* [BRIEF] Please transcribe, word for word, the line containing "Where can the bare" and every line after it through the end of the records below, and nothing else.

* [INFORMATION]
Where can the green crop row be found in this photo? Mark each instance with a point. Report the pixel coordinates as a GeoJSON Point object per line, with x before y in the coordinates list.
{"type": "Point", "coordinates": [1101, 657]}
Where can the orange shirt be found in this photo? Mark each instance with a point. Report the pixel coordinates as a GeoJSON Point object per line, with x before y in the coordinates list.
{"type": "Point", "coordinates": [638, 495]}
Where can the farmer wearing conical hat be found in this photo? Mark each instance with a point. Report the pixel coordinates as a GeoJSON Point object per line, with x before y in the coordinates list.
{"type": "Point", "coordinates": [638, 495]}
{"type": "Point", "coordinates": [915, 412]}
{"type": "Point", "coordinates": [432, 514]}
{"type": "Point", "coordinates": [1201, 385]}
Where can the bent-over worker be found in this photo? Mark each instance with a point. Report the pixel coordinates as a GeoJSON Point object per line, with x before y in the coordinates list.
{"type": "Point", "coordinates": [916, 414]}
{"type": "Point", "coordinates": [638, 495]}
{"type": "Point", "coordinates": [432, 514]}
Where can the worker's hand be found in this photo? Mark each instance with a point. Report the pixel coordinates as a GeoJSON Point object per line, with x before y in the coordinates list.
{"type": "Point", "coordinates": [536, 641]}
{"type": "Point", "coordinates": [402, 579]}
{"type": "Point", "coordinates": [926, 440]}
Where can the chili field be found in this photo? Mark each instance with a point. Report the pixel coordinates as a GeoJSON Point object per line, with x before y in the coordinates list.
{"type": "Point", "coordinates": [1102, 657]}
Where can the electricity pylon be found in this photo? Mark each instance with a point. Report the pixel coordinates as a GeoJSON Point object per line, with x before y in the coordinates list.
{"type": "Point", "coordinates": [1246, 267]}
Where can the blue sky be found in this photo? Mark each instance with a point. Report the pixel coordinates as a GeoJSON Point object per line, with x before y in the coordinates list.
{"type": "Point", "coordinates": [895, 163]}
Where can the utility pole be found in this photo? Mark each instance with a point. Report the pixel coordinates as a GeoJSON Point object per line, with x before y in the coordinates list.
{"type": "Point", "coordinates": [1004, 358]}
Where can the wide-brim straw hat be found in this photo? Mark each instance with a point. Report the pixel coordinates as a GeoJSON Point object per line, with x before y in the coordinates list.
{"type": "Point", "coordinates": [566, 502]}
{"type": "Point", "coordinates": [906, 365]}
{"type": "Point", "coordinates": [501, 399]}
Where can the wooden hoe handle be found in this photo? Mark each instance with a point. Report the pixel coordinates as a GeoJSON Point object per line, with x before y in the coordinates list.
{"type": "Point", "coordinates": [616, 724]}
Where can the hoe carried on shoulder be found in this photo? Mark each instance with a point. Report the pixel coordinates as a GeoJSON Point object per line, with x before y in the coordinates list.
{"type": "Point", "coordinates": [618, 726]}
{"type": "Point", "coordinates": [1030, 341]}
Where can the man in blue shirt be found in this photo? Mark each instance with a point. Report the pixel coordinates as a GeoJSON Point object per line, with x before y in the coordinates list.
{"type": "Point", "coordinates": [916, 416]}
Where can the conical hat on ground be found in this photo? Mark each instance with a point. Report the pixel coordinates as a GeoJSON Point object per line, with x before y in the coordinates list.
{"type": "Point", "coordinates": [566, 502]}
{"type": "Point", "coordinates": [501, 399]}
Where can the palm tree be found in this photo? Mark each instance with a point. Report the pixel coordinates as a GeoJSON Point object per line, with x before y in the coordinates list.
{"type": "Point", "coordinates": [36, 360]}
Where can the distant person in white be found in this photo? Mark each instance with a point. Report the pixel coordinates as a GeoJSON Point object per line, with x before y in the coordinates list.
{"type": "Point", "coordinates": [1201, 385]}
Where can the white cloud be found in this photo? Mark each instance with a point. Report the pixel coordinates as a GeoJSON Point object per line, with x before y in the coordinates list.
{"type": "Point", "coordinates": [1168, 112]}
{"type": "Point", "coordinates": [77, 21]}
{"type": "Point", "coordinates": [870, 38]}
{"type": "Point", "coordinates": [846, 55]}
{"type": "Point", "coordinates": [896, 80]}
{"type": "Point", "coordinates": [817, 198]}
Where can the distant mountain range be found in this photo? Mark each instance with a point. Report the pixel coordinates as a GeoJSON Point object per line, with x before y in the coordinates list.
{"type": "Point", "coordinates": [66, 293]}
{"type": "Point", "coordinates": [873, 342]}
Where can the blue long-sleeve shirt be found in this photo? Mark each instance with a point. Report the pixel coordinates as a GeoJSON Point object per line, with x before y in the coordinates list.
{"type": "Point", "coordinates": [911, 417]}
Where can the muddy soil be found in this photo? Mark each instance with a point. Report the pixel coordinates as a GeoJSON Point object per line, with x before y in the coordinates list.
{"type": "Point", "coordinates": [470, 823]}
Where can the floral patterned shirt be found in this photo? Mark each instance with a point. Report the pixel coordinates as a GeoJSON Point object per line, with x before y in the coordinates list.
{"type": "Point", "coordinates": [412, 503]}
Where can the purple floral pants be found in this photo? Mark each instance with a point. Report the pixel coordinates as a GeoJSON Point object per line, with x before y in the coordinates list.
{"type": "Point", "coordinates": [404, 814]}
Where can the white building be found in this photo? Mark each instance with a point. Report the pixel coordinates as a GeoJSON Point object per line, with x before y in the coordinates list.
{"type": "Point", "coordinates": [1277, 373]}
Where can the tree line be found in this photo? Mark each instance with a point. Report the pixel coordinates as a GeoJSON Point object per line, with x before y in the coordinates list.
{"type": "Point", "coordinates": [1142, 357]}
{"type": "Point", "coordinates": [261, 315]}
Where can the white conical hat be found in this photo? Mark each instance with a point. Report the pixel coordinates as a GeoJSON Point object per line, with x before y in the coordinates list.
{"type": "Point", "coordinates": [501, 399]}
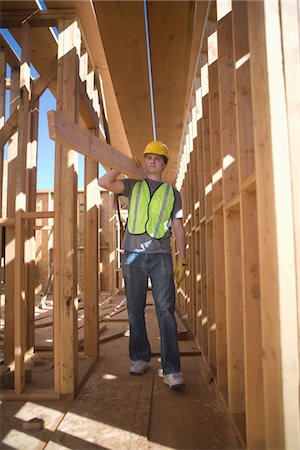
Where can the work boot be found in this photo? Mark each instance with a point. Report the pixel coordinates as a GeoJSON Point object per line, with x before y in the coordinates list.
{"type": "Point", "coordinates": [174, 380]}
{"type": "Point", "coordinates": [138, 367]}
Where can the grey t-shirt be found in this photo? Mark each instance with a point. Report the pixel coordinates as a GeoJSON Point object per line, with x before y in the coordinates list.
{"type": "Point", "coordinates": [142, 243]}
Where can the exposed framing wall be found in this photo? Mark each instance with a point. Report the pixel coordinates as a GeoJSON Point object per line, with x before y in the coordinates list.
{"type": "Point", "coordinates": [79, 98]}
{"type": "Point", "coordinates": [242, 216]}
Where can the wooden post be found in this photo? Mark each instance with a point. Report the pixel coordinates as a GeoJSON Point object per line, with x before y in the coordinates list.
{"type": "Point", "coordinates": [91, 190]}
{"type": "Point", "coordinates": [234, 306]}
{"type": "Point", "coordinates": [2, 120]}
{"type": "Point", "coordinates": [20, 307]}
{"type": "Point", "coordinates": [65, 219]}
{"type": "Point", "coordinates": [220, 305]}
{"type": "Point", "coordinates": [275, 227]}
{"type": "Point", "coordinates": [10, 231]}
{"type": "Point", "coordinates": [31, 182]}
{"type": "Point", "coordinates": [254, 399]}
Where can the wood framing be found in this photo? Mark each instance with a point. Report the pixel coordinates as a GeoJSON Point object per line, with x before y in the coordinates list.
{"type": "Point", "coordinates": [65, 223]}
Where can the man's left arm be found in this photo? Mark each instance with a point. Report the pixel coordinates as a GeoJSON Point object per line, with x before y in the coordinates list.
{"type": "Point", "coordinates": [179, 232]}
{"type": "Point", "coordinates": [181, 264]}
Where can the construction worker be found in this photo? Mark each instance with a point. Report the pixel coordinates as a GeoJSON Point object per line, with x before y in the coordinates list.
{"type": "Point", "coordinates": [154, 207]}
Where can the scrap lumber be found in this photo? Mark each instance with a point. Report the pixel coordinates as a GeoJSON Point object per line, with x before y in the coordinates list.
{"type": "Point", "coordinates": [65, 132]}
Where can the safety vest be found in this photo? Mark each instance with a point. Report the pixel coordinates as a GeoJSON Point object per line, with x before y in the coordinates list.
{"type": "Point", "coordinates": [150, 214]}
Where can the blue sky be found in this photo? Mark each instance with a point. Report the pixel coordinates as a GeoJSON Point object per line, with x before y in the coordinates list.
{"type": "Point", "coordinates": [46, 147]}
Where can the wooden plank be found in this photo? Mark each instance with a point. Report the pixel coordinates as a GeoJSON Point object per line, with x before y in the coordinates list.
{"type": "Point", "coordinates": [275, 227]}
{"type": "Point", "coordinates": [20, 205]}
{"type": "Point", "coordinates": [112, 243]}
{"type": "Point", "coordinates": [227, 98]}
{"type": "Point", "coordinates": [2, 120]}
{"type": "Point", "coordinates": [88, 19]}
{"type": "Point", "coordinates": [65, 219]}
{"type": "Point", "coordinates": [64, 132]}
{"type": "Point", "coordinates": [20, 331]}
{"type": "Point", "coordinates": [10, 232]}
{"type": "Point", "coordinates": [37, 395]}
{"type": "Point", "coordinates": [210, 295]}
{"type": "Point", "coordinates": [220, 299]}
{"type": "Point", "coordinates": [91, 205]}
{"type": "Point", "coordinates": [30, 249]}
{"type": "Point", "coordinates": [291, 49]}
{"type": "Point", "coordinates": [214, 125]}
{"type": "Point", "coordinates": [127, 48]}
{"type": "Point", "coordinates": [10, 126]}
{"type": "Point", "coordinates": [38, 88]}
{"type": "Point", "coordinates": [39, 18]}
{"type": "Point", "coordinates": [254, 398]}
{"type": "Point", "coordinates": [234, 313]}
{"type": "Point", "coordinates": [241, 57]}
{"type": "Point", "coordinates": [11, 58]}
{"type": "Point", "coordinates": [254, 409]}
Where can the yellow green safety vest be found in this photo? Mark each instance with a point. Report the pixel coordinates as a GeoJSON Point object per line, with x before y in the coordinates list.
{"type": "Point", "coordinates": [150, 214]}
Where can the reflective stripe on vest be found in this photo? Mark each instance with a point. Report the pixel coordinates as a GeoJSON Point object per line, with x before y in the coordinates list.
{"type": "Point", "coordinates": [150, 214]}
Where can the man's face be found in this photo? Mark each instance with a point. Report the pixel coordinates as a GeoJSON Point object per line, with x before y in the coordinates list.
{"type": "Point", "coordinates": [154, 163]}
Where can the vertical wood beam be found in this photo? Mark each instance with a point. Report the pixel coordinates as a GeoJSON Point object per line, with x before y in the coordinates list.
{"type": "Point", "coordinates": [234, 306]}
{"type": "Point", "coordinates": [91, 190]}
{"type": "Point", "coordinates": [227, 98]}
{"type": "Point", "coordinates": [2, 120]}
{"type": "Point", "coordinates": [10, 232]}
{"type": "Point", "coordinates": [220, 305]}
{"type": "Point", "coordinates": [65, 219]}
{"type": "Point", "coordinates": [289, 13]}
{"type": "Point", "coordinates": [31, 183]}
{"type": "Point", "coordinates": [20, 312]}
{"type": "Point", "coordinates": [275, 227]}
{"type": "Point", "coordinates": [254, 399]}
{"type": "Point", "coordinates": [234, 312]}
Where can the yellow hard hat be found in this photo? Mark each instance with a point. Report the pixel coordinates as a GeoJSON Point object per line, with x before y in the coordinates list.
{"type": "Point", "coordinates": [157, 148]}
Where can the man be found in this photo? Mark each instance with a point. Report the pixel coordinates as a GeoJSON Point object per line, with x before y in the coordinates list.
{"type": "Point", "coordinates": [154, 206]}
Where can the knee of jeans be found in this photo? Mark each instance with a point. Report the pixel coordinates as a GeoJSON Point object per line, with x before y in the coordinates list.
{"type": "Point", "coordinates": [135, 317]}
{"type": "Point", "coordinates": [165, 312]}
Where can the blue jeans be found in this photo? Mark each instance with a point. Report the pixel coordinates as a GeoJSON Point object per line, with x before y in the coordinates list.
{"type": "Point", "coordinates": [137, 267]}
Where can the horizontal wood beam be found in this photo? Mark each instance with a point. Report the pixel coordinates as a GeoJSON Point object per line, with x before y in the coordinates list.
{"type": "Point", "coordinates": [39, 85]}
{"type": "Point", "coordinates": [37, 18]}
{"type": "Point", "coordinates": [11, 58]}
{"type": "Point", "coordinates": [10, 126]}
{"type": "Point", "coordinates": [5, 222]}
{"type": "Point", "coordinates": [86, 109]}
{"type": "Point", "coordinates": [67, 133]}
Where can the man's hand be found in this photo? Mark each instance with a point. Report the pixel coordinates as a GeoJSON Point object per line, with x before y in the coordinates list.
{"type": "Point", "coordinates": [180, 270]}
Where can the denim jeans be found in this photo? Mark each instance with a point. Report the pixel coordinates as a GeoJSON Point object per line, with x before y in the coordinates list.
{"type": "Point", "coordinates": [137, 267]}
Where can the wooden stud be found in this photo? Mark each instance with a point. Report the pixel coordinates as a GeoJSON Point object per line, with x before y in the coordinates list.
{"type": "Point", "coordinates": [20, 312]}
{"type": "Point", "coordinates": [65, 219]}
{"type": "Point", "coordinates": [2, 120]}
{"type": "Point", "coordinates": [220, 301]}
{"type": "Point", "coordinates": [91, 204]}
{"type": "Point", "coordinates": [215, 144]}
{"type": "Point", "coordinates": [227, 98]}
{"type": "Point", "coordinates": [291, 49]}
{"type": "Point", "coordinates": [254, 398]}
{"type": "Point", "coordinates": [234, 313]}
{"type": "Point", "coordinates": [241, 61]}
{"type": "Point", "coordinates": [275, 227]}
{"type": "Point", "coordinates": [65, 132]}
{"type": "Point", "coordinates": [10, 232]}
{"type": "Point", "coordinates": [31, 183]}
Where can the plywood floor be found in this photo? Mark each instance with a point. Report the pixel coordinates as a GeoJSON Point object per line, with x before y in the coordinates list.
{"type": "Point", "coordinates": [116, 411]}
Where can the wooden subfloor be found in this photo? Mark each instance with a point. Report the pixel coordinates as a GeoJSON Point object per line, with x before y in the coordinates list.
{"type": "Point", "coordinates": [114, 410]}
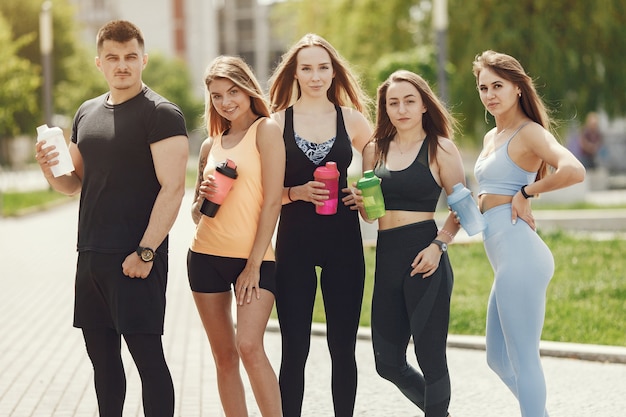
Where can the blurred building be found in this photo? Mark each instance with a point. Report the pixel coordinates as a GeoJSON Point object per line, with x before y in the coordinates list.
{"type": "Point", "coordinates": [194, 30]}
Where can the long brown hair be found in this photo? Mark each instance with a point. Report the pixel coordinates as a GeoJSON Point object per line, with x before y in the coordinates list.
{"type": "Point", "coordinates": [436, 121]}
{"type": "Point", "coordinates": [236, 70]}
{"type": "Point", "coordinates": [510, 69]}
{"type": "Point", "coordinates": [345, 88]}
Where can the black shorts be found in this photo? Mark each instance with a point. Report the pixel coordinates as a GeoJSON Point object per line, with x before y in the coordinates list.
{"type": "Point", "coordinates": [211, 274]}
{"type": "Point", "coordinates": [106, 298]}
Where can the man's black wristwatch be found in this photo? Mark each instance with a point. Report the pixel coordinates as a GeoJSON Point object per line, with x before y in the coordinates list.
{"type": "Point", "coordinates": [443, 246]}
{"type": "Point", "coordinates": [146, 254]}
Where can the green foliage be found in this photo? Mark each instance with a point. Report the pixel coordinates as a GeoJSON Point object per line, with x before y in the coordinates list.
{"type": "Point", "coordinates": [585, 297]}
{"type": "Point", "coordinates": [23, 19]}
{"type": "Point", "coordinates": [575, 51]}
{"type": "Point", "coordinates": [18, 81]}
{"type": "Point", "coordinates": [418, 60]}
{"type": "Point", "coordinates": [19, 202]}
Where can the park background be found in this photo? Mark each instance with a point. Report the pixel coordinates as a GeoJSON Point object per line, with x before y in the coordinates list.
{"type": "Point", "coordinates": [575, 51]}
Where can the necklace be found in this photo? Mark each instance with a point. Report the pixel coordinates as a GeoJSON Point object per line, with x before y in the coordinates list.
{"type": "Point", "coordinates": [409, 147]}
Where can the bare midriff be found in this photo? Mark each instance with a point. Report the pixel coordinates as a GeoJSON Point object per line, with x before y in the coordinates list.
{"type": "Point", "coordinates": [489, 201]}
{"type": "Point", "coordinates": [397, 218]}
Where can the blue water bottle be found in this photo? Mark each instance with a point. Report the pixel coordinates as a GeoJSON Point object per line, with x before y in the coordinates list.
{"type": "Point", "coordinates": [461, 202]}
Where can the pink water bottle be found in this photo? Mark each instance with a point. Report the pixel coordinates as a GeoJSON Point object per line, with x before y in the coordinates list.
{"type": "Point", "coordinates": [329, 175]}
{"type": "Point", "coordinates": [225, 174]}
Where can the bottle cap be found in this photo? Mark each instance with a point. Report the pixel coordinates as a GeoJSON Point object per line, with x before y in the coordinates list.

* [YOUR RESPONSE]
Where can the bare midriff be found in this photo? Mark each instance with a point. Report the pixel coordinates as a GeoJSON Point object per line, with x before y in the coordinates list.
{"type": "Point", "coordinates": [489, 201]}
{"type": "Point", "coordinates": [397, 218]}
Where can the blue water bottle be found in this photo? Mark each instance with a point. Report the pixel coordinates as a GeoJSON Point object per line, with x before y in the coordinates list.
{"type": "Point", "coordinates": [461, 202]}
Where can the pink water bottle be found in this photo? Mark each instance with a point. Report the pixel coordinates as a GeoJSON Point object per line, with x before y in the coordinates list.
{"type": "Point", "coordinates": [329, 175]}
{"type": "Point", "coordinates": [225, 174]}
Where can the bottle cap be found in this photo? Mark each instance with a point. Report the pixel coordinates as a GeoJSON Point object per line, with x before y in the coordinates list.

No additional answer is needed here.